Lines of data
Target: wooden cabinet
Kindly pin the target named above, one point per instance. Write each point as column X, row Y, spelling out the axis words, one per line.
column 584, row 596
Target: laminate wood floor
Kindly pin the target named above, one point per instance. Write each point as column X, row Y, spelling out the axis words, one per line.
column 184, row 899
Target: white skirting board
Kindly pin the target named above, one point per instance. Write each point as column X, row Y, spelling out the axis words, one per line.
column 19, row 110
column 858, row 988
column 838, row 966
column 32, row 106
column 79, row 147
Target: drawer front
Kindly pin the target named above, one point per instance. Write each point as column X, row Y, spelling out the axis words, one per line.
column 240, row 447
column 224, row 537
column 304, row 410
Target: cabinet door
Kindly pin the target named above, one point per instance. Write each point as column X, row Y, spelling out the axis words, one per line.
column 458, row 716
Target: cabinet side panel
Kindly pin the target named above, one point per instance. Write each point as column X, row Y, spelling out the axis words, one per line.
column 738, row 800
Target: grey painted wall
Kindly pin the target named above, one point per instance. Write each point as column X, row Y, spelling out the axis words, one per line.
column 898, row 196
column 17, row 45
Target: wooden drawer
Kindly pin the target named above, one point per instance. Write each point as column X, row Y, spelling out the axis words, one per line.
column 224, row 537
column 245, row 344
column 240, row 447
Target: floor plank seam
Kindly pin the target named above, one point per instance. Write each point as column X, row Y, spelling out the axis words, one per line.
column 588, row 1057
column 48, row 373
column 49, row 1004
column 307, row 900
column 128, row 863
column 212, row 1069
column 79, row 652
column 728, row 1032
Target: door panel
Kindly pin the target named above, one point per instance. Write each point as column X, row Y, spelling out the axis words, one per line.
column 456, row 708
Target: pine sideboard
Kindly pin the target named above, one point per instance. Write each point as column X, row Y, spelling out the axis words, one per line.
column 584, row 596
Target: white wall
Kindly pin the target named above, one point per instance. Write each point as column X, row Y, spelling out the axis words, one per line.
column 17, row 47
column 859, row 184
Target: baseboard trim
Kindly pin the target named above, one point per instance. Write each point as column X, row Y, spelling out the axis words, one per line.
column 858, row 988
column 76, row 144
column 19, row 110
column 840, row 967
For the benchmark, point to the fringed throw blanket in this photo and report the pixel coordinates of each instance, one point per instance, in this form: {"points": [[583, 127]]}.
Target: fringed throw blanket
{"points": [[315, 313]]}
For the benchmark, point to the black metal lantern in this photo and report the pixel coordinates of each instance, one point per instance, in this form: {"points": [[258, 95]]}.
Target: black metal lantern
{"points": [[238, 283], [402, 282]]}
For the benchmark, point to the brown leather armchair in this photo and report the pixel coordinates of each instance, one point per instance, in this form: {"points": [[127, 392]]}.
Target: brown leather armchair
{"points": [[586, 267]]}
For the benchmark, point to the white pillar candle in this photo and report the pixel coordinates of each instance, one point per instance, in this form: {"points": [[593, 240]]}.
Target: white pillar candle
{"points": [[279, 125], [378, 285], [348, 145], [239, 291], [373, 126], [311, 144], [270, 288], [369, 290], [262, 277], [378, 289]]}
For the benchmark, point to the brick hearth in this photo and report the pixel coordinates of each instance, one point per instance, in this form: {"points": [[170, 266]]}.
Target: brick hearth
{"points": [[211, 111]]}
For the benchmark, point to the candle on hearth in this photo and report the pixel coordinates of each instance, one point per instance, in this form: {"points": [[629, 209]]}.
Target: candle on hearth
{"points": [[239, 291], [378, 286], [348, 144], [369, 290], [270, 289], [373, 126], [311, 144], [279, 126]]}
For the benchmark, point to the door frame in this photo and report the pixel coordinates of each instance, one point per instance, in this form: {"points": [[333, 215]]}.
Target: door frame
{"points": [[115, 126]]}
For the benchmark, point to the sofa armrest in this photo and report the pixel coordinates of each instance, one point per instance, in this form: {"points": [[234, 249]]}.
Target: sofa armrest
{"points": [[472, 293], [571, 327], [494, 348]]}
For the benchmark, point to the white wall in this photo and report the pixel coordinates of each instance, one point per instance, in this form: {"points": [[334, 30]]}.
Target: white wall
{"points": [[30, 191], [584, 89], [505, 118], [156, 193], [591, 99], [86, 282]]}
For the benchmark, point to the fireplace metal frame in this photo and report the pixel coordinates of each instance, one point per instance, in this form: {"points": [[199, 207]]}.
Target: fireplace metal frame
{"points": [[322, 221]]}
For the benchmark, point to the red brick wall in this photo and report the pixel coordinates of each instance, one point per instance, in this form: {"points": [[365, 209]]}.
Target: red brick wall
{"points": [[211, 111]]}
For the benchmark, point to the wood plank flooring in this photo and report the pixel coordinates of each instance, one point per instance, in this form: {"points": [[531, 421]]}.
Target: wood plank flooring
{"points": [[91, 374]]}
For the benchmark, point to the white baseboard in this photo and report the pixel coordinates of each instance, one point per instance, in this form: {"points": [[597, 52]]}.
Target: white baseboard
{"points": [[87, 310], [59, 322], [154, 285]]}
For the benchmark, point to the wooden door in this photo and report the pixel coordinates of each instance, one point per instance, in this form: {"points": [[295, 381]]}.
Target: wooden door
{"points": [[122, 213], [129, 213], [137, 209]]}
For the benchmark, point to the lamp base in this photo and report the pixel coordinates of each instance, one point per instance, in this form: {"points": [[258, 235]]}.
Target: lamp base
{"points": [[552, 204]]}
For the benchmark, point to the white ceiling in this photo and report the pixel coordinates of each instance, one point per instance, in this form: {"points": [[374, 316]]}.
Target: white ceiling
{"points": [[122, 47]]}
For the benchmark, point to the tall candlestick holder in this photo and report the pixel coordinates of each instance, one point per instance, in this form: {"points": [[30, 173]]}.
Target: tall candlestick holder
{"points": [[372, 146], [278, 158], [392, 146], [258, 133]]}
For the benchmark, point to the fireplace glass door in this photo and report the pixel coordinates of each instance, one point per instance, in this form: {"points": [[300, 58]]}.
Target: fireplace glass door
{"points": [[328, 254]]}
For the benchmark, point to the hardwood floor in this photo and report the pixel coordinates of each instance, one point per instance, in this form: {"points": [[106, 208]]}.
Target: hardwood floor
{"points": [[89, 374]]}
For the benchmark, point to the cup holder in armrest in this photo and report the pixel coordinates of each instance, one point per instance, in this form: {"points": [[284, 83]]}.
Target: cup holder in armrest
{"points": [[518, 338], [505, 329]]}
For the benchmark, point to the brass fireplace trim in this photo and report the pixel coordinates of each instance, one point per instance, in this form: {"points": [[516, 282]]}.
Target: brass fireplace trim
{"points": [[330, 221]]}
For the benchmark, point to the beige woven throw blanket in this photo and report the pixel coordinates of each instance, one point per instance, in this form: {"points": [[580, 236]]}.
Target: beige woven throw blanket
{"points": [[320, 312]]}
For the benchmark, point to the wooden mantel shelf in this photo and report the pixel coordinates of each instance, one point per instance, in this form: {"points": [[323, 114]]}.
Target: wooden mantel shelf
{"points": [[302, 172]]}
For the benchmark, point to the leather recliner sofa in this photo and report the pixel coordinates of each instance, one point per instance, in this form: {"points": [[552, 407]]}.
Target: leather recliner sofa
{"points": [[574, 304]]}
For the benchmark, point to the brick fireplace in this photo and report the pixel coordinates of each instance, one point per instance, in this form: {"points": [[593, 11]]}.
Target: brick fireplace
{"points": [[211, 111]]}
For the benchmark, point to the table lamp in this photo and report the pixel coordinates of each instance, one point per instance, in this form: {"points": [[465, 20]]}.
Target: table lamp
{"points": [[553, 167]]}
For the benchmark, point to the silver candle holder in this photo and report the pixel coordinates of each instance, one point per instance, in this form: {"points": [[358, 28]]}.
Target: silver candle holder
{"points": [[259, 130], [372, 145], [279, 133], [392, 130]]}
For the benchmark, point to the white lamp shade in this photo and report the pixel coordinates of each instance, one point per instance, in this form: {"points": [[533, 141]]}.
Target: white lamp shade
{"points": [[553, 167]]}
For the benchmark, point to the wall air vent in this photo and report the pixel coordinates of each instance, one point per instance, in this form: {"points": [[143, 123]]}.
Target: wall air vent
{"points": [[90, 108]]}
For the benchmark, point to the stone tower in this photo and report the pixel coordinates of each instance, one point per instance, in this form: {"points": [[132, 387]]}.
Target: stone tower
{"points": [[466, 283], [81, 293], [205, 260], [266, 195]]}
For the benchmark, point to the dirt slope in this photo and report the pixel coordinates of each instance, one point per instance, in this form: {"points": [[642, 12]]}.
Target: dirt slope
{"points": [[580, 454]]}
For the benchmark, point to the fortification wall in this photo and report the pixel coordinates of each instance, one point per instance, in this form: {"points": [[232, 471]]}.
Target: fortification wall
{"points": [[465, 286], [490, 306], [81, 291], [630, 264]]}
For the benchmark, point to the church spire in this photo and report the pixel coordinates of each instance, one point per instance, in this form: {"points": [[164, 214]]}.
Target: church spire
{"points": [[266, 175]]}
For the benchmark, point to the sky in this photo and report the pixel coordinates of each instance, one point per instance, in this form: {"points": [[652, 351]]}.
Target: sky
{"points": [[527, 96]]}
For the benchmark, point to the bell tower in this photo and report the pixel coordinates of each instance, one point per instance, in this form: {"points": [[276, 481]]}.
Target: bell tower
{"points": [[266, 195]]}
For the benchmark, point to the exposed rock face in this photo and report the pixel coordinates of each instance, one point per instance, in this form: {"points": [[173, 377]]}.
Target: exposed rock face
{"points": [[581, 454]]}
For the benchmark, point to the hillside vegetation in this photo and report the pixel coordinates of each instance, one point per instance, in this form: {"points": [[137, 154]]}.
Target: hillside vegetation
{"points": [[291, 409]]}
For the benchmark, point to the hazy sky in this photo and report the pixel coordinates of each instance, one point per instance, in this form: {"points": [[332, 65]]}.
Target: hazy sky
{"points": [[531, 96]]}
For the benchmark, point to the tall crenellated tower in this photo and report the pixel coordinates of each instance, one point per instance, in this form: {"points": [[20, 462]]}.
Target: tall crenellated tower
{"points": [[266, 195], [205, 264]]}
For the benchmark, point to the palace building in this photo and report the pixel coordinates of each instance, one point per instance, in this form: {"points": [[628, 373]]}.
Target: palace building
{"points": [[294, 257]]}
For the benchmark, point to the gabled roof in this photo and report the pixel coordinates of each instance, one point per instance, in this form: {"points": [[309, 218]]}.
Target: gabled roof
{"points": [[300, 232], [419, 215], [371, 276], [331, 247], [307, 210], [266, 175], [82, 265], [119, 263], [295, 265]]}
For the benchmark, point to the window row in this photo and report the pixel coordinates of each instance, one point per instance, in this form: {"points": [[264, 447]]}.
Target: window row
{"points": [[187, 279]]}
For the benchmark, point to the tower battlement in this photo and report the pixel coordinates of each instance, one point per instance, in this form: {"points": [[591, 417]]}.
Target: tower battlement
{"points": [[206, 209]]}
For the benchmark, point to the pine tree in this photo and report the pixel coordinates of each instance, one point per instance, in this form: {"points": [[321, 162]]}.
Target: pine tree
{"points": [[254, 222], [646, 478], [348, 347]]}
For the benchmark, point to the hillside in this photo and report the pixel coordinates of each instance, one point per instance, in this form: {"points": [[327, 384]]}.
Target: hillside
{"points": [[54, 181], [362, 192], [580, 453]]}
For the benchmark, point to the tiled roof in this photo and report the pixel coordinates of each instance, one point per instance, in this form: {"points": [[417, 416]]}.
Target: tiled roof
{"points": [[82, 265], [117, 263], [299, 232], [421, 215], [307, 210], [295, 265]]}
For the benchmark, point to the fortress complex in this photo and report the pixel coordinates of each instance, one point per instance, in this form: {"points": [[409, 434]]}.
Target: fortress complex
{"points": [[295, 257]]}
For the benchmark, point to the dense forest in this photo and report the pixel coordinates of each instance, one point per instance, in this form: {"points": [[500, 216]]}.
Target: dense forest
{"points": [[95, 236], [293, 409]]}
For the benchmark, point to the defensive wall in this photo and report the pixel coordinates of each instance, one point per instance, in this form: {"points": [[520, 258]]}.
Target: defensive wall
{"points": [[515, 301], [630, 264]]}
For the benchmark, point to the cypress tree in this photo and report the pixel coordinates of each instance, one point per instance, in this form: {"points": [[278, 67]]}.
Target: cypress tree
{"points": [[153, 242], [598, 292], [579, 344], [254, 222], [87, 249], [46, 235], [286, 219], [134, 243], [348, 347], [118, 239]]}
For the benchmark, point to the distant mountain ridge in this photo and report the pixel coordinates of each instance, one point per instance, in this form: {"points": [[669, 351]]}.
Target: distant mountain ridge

OBJECTIVE
Reproduce the listing from its first line up to and including the line containing "column 458, row 716", copying every line exactly.

THE RESULT
Target: wooden cabinet
Kindly pin the target named above, one point per instance. Write each point as column X, row Y, spelling out the axis words, one per line.
column 584, row 596
Target: laminate wood floor
Kindly pin the target named above, one point per instance. Write each point as column X, row Y, spelling out the axis words, one per line.
column 184, row 899
Target: white skirting board
Kindly pin the target named above, one point per instance. Write each point as column X, row Y, spelling out the axis words, one per line.
column 19, row 110
column 858, row 988
column 838, row 966
column 32, row 106
column 79, row 147
Target: drawer front
Kindly pin the target named above, one point per instance. Write each point as column X, row Y, spelling out the axis words, one per line.
column 240, row 447
column 224, row 537
column 304, row 410
Target: cabinet door
Kindly pin the target named above, one point per instance. Write each point as column X, row Y, spelling out the axis words, one per line.
column 458, row 716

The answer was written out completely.